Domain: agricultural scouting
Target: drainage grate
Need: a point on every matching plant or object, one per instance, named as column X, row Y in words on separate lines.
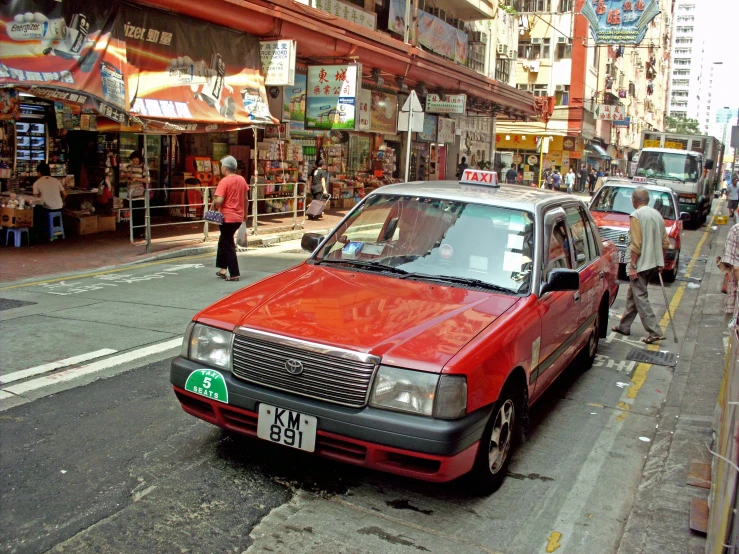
column 661, row 357
column 8, row 304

■ ■ ■ ■ ■

Directions for this task:
Repeat the data exactly as given. Keep every picture out of the copy.

Result:
Domain: agricultural scouting
Target: drainage grate
Need: a point on every matching plant or object, one per instance, named as column X, row Y in words on separate lines.
column 661, row 357
column 8, row 304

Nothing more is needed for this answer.